WHAT IS NEEDED |
Write out each of the entries below as a numbered list, skipping blank lines and leaving the pictures out.

Coordinate annotation entries

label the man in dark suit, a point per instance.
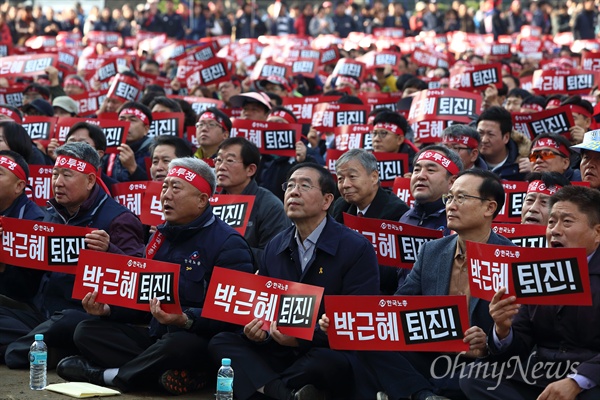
(358, 183)
(474, 200)
(566, 361)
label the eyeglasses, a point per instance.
(459, 198)
(209, 125)
(544, 155)
(303, 187)
(228, 161)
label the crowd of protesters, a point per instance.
(296, 228)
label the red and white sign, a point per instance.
(554, 276)
(239, 297)
(126, 281)
(397, 323)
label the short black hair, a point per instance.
(500, 115)
(490, 188)
(325, 179)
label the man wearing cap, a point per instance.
(212, 128)
(134, 357)
(255, 105)
(64, 106)
(18, 285)
(590, 158)
(79, 200)
(542, 185)
(465, 141)
(130, 165)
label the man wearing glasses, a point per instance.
(316, 251)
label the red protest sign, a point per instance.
(239, 297)
(151, 211)
(40, 180)
(39, 128)
(476, 77)
(514, 192)
(234, 210)
(401, 189)
(523, 235)
(556, 120)
(27, 65)
(115, 132)
(327, 116)
(126, 281)
(569, 82)
(554, 276)
(396, 244)
(398, 323)
(41, 245)
(270, 137)
(303, 107)
(167, 123)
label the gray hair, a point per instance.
(366, 159)
(451, 154)
(199, 167)
(80, 150)
(456, 130)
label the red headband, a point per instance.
(13, 167)
(580, 110)
(282, 114)
(540, 187)
(532, 106)
(461, 139)
(11, 114)
(214, 117)
(192, 178)
(74, 82)
(440, 159)
(389, 127)
(547, 142)
(138, 113)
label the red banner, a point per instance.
(270, 137)
(397, 323)
(234, 210)
(396, 244)
(514, 192)
(556, 120)
(41, 245)
(167, 123)
(554, 276)
(239, 297)
(40, 129)
(27, 65)
(523, 235)
(40, 180)
(126, 281)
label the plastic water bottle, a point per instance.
(225, 381)
(38, 357)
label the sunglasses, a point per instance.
(544, 155)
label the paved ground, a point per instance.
(14, 385)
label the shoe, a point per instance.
(308, 392)
(78, 369)
(177, 381)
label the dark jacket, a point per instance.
(21, 284)
(344, 264)
(198, 247)
(101, 212)
(267, 219)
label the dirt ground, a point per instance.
(14, 385)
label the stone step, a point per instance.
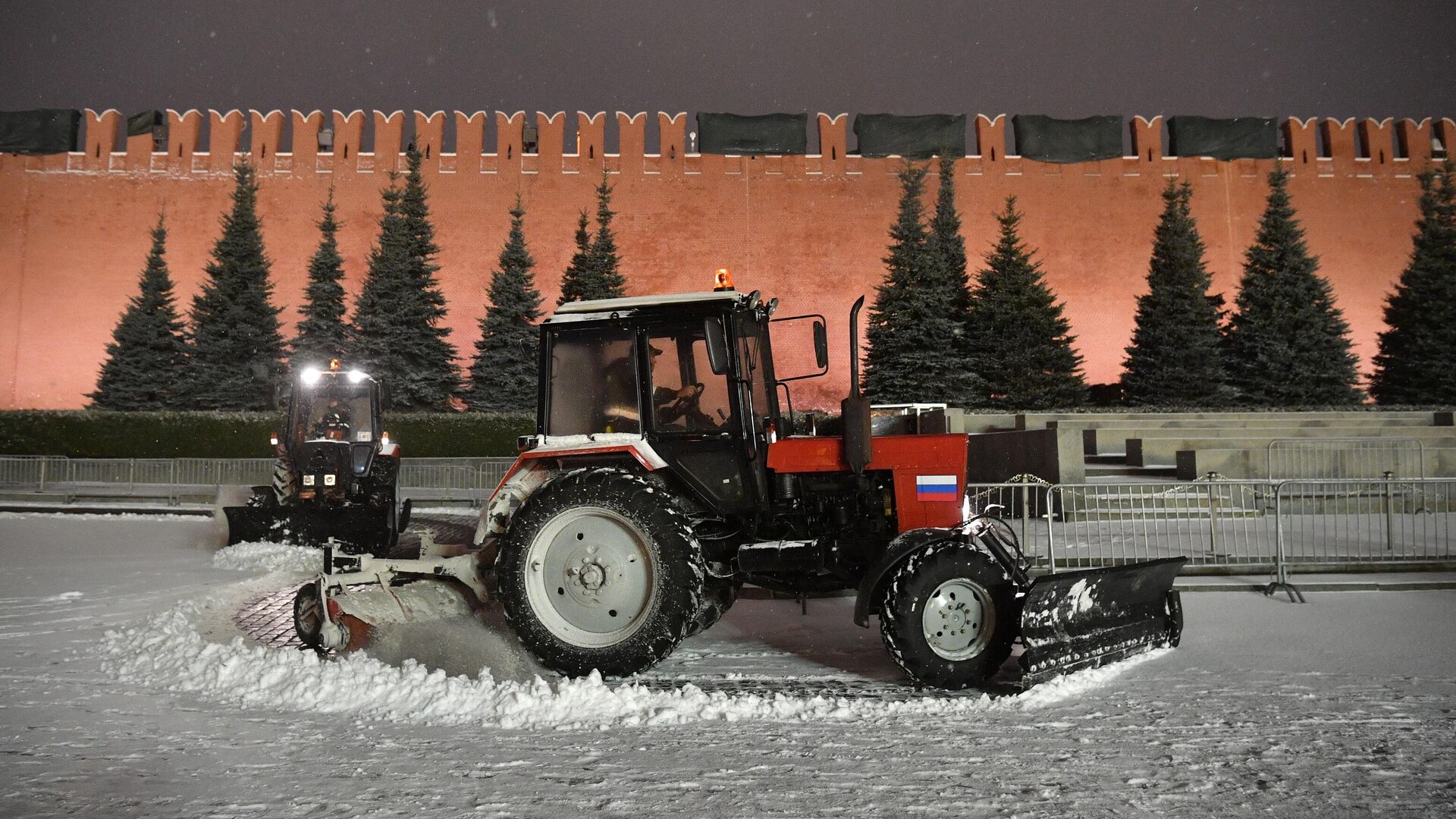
(1123, 469)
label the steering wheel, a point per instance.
(689, 403)
(688, 407)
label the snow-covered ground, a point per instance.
(127, 691)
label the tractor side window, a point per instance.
(593, 384)
(755, 340)
(686, 394)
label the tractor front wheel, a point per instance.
(948, 617)
(599, 570)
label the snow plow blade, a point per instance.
(1085, 618)
(356, 528)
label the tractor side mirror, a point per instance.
(717, 344)
(820, 344)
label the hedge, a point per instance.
(98, 433)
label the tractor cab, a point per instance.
(691, 373)
(334, 428)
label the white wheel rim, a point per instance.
(590, 577)
(959, 620)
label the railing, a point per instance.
(1346, 458)
(1232, 525)
(1218, 525)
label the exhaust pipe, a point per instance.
(855, 409)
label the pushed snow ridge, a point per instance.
(169, 651)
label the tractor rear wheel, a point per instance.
(599, 570)
(948, 617)
(309, 615)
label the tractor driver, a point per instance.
(679, 407)
(335, 422)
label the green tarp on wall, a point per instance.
(913, 137)
(1242, 137)
(769, 133)
(143, 123)
(1047, 139)
(44, 130)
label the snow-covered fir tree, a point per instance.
(1021, 341)
(1288, 343)
(146, 360)
(1417, 359)
(237, 340)
(1177, 357)
(503, 375)
(322, 333)
(593, 271)
(398, 319)
(951, 283)
(899, 353)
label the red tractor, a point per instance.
(666, 474)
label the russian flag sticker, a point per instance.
(937, 487)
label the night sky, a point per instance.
(1329, 58)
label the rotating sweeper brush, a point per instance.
(335, 469)
(664, 474)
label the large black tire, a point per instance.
(308, 615)
(720, 595)
(952, 569)
(548, 564)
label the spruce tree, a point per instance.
(237, 341)
(322, 331)
(1175, 357)
(503, 375)
(1417, 359)
(1288, 344)
(910, 337)
(1021, 343)
(398, 318)
(577, 273)
(146, 362)
(951, 286)
(598, 276)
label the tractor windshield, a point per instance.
(593, 384)
(335, 410)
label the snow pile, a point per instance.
(268, 557)
(120, 515)
(168, 651)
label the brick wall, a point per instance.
(807, 229)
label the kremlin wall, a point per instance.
(808, 229)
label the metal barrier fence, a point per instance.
(1346, 458)
(1218, 525)
(1232, 525)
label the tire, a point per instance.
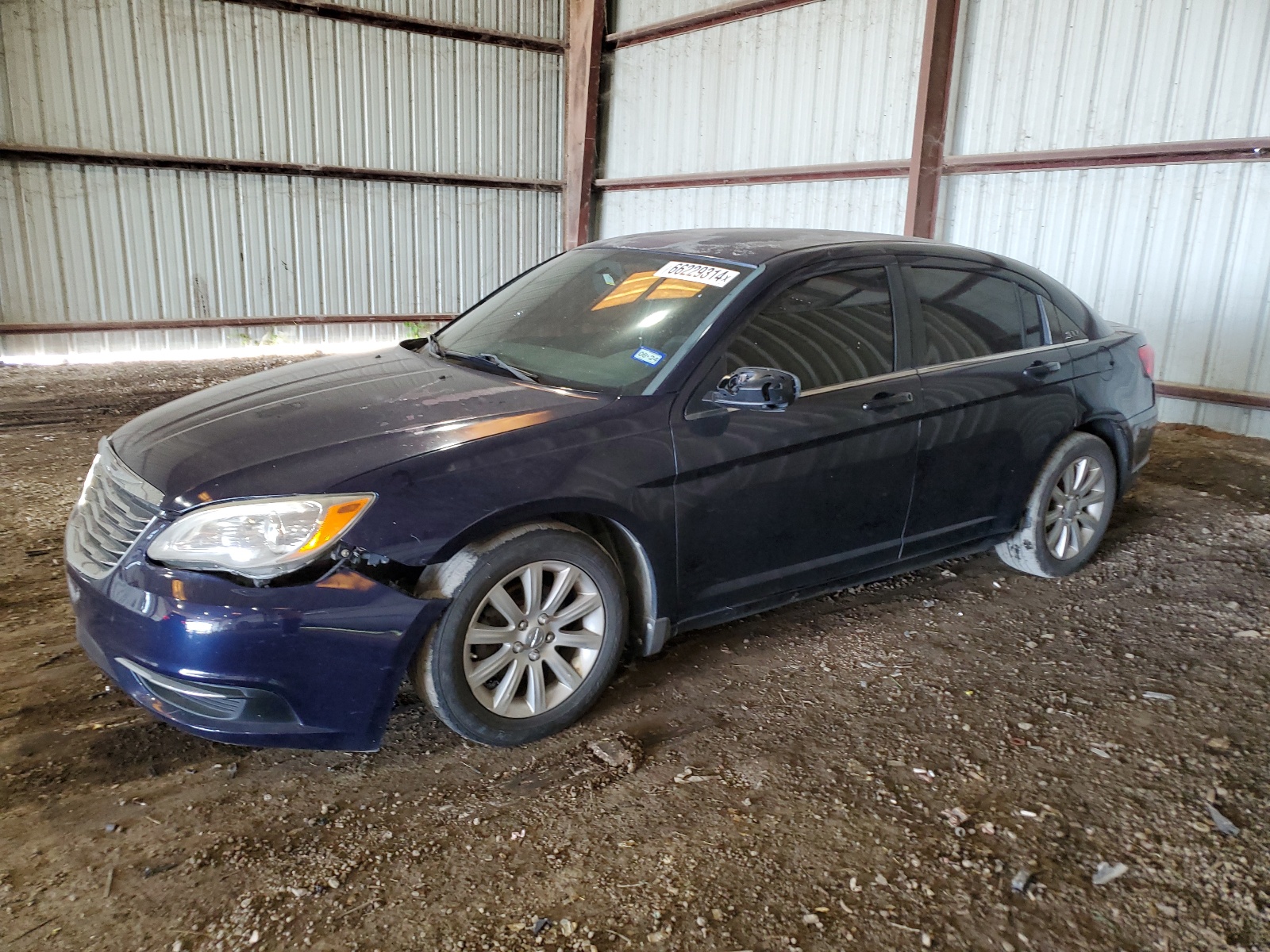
(539, 677)
(1062, 528)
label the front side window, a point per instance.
(595, 319)
(969, 314)
(827, 330)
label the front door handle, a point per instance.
(1043, 368)
(887, 401)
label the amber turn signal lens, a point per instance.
(334, 522)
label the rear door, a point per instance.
(778, 501)
(996, 399)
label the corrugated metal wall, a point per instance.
(833, 82)
(629, 14)
(1178, 251)
(867, 205)
(768, 92)
(202, 78)
(1037, 74)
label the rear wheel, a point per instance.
(1068, 511)
(531, 638)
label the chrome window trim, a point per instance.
(859, 382)
(972, 361)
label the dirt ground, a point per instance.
(865, 771)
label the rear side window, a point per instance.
(1062, 327)
(829, 329)
(1033, 333)
(969, 314)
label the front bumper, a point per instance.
(313, 666)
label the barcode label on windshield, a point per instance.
(698, 273)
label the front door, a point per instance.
(996, 399)
(772, 503)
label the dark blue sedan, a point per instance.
(637, 438)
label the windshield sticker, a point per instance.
(647, 355)
(700, 273)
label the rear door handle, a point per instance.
(1043, 368)
(887, 401)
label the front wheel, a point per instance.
(1068, 511)
(531, 638)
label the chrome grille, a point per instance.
(112, 512)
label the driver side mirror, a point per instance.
(756, 389)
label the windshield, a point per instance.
(595, 319)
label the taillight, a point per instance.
(1147, 355)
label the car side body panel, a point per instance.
(727, 512)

RESULT FOR THIS EXERCISE |
1. label the man in dark suit, a point per instance.
2. (358, 183)
3. (474, 200)
4. (566, 361)
5. label the eyeglasses, a point per instance.
6. (459, 198)
7. (209, 125)
8. (544, 155)
9. (303, 187)
10. (228, 161)
11. label the crowd of protesters, a point per instance.
12. (296, 228)
13. label the red and white sign, a point per instance.
14. (554, 276)
15. (239, 297)
16. (126, 281)
17. (397, 323)
18. label the short black hair, a point per instance.
19. (500, 115)
20. (490, 188)
21. (325, 179)
22. label the man wearing cap, a point per instance.
23. (212, 128)
24. (134, 357)
25. (255, 105)
26. (64, 106)
27. (18, 285)
28. (590, 158)
29. (79, 200)
30. (542, 185)
31. (465, 141)
32. (130, 165)
33. label the man wearing glasses, a point per instance.
34. (316, 251)
35. label the red protest sign, a point per instance.
36. (239, 297)
37. (151, 211)
38. (40, 180)
39. (39, 128)
40. (476, 77)
41. (514, 192)
42. (234, 210)
43. (401, 189)
44. (523, 235)
45. (556, 120)
46. (27, 65)
47. (115, 132)
48. (327, 116)
49. (126, 281)
50. (569, 82)
51. (554, 276)
52. (396, 244)
53. (398, 323)
54. (41, 245)
55. (270, 137)
56. (303, 107)
57. (167, 123)
58. label the gray hair, a point per instance.
59. (366, 159)
60. (451, 154)
61. (199, 167)
62. (80, 150)
63. (456, 130)
64. label the red headband, a point per instance.
65. (13, 167)
66. (580, 110)
67. (282, 114)
68. (540, 187)
69. (532, 106)
70. (461, 139)
71. (11, 114)
72. (214, 117)
73. (192, 178)
74. (74, 82)
75. (440, 159)
76. (389, 127)
77. (547, 142)
78. (138, 113)
79. label the red banner, a point per instance.
80. (270, 137)
81. (397, 323)
82. (234, 210)
83. (396, 244)
84. (514, 192)
85. (556, 120)
86. (41, 245)
87. (167, 123)
88. (554, 276)
89. (239, 297)
90. (40, 129)
91. (27, 65)
92. (523, 235)
93. (40, 180)
94. (126, 281)
95. label the plastic water bottle, a point per instance.
96. (225, 381)
97. (38, 357)
98. label the sunglasses, a point per instance.
99. (544, 155)
100. label the paved ground, a point per instance.
101. (14, 385)
102. label the shoe, a point per instance.
103. (308, 392)
104. (78, 369)
105. (177, 381)
106. label the dark jacket, a point per instance.
107. (21, 284)
108. (344, 264)
109. (198, 247)
110. (101, 212)
111. (267, 219)
112. label the dirt ground, a point per instance.
113. (14, 385)
114. label the stone step, a point per instance.
115. (1123, 469)
116. label the steering wheel, a point per instance.
117. (689, 403)
118. (688, 407)
119. label the snow-covered ground, a point per instance.
120. (127, 691)
121. label the tractor side window, a point per instance.
122. (593, 384)
123. (755, 340)
124. (686, 394)
125. label the tractor front wheel, a point per instance.
126. (948, 617)
127. (599, 570)
128. label the snow plow blade, a point per instance.
129. (1085, 618)
130. (356, 528)
131. label the tractor side mirror, a point per instance.
132. (717, 344)
133. (820, 344)
134. label the hedge, a point per instance.
135. (98, 433)
136. label the tractor cab, a point per instance.
137. (691, 373)
138. (334, 428)
139. label the white wheel rim, a point per instance.
140. (590, 577)
141. (959, 620)
142. label the railing, a point per instance.
143. (1346, 458)
144. (1232, 525)
145. (1218, 525)
146. label the exhaust pipe, a point per instance.
147. (855, 409)
148. label the pushed snow ridge, a point per instance.
149. (169, 651)
150. label the tractor rear wheel, a point per instance.
151. (599, 570)
152. (948, 617)
153. (309, 615)
154. label the tractor driver, a point per instance.
155. (679, 407)
156. (335, 422)
157. label the green tarp on wall, a point per instance.
158. (913, 137)
159. (1242, 137)
160. (769, 133)
161. (143, 123)
162. (1047, 139)
163. (44, 130)
164. label the snow-covered fir tree, a point per instance.
165. (1021, 341)
166. (1288, 343)
167. (146, 360)
168. (1417, 359)
169. (237, 340)
170. (1177, 357)
171. (503, 375)
172. (322, 333)
173. (593, 271)
174. (398, 319)
175. (951, 283)
176. (899, 353)
177. label the red tractor, a point per instance.
178. (666, 474)
179. label the russian flag sticker, a point per instance.
180. (937, 487)
181. label the night sky, a point per instance.
182. (1329, 58)
183. label the rotating sweeper brush, a point per instance.
184. (335, 469)
185. (664, 474)
186. label the large black tire, a point per instance.
187. (308, 615)
188. (720, 595)
189. (952, 569)
190. (548, 564)
191. label the spruce tree, a point per instance.
192. (237, 341)
193. (322, 331)
194. (1175, 357)
195. (503, 375)
196. (1417, 359)
197. (1288, 344)
198. (910, 337)
199. (1021, 343)
200. (398, 318)
201. (577, 273)
202. (146, 362)
203. (951, 286)
204. (598, 276)
205. label the tractor windshield, a point per instance.
206. (593, 384)
207. (335, 410)
208. label the snow pile, a point per instance.
209. (268, 557)
210. (120, 515)
211. (168, 651)
212. label the brick wall, a point per instance.
213. (807, 229)
214. label the kremlin wall, a point per instance.
215. (808, 229)
216. label the metal barrier fence, a point per instance.
217. (1346, 458)
218. (1218, 525)
219. (1232, 525)
220. label the tire, a point per instance.
221. (539, 677)
222. (1062, 528)
223. label the front side window, a point per instance.
224. (595, 319)
225. (969, 314)
226. (827, 330)
227. label the front door handle, a point per instance.
228. (1043, 368)
229. (887, 401)
230. label the amber turn signal lens, a point per instance.
231. (334, 522)
232. label the rear door, a point per instance.
233. (778, 501)
234. (996, 399)
235. label the corrugated metal wall, a point per instance.
236. (833, 82)
237. (629, 14)
238. (1178, 251)
239. (867, 205)
240. (768, 92)
241. (202, 78)
242. (1037, 74)
243. label the rear wheel, a point per instance.
244. (1068, 511)
245. (531, 638)
246. label the chrome window trim, a point per instance.
247. (859, 382)
248. (972, 361)
249. label the dirt ground, a point per instance.
250. (865, 771)
251. label the rear side window, a point per instance.
252. (1062, 327)
253. (829, 329)
254. (1033, 333)
255. (969, 314)
256. label the front bumper, a point per instance.
257. (313, 666)
258. label the barcode label on windshield, a point per instance.
259. (698, 273)
260. label the front door, a point per instance.
261. (996, 399)
262. (772, 503)
263. label the dark blue sedan, a point per instance.
264. (637, 438)
265. label the windshield sticker, a point per instance.
266. (647, 355)
267. (700, 273)
268. label the rear door handle, a point per instance.
269. (1043, 368)
270. (887, 401)
271. label the front wheel, a point per instance.
272. (1068, 511)
273. (531, 638)
274. label the chrome grille, a point per instance.
275. (112, 512)
276. label the driver side mirror, a point per instance.
277. (756, 389)
278. label the windshield, a point per instance.
279. (595, 319)
280. label the taillight, a point per instance.
281. (1147, 355)
282. label the car side body panel, a point per instance.
283. (727, 512)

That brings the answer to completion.